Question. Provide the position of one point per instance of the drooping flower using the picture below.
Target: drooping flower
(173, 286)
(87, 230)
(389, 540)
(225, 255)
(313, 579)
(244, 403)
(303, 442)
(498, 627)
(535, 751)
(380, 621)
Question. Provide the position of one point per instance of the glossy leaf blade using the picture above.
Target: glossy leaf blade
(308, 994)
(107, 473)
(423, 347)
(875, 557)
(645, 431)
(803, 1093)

STATED TASK: Rewrite the part of the records that opens with the line containing "the picture above." and closes at the end of the records as a two-column CSV with the headers "prompt" and "points". Give one row per request, with its text and its answer each in a single quoted field and line breaks replaced by spaces.

OUTPUT BELOW:
prompt,points
"Question. Provide the position of one point per instance of the glossy leaf blade using the picture above. Target: glossy leaf blade","(308, 994) (107, 473) (423, 347) (875, 557) (645, 431) (803, 1093)"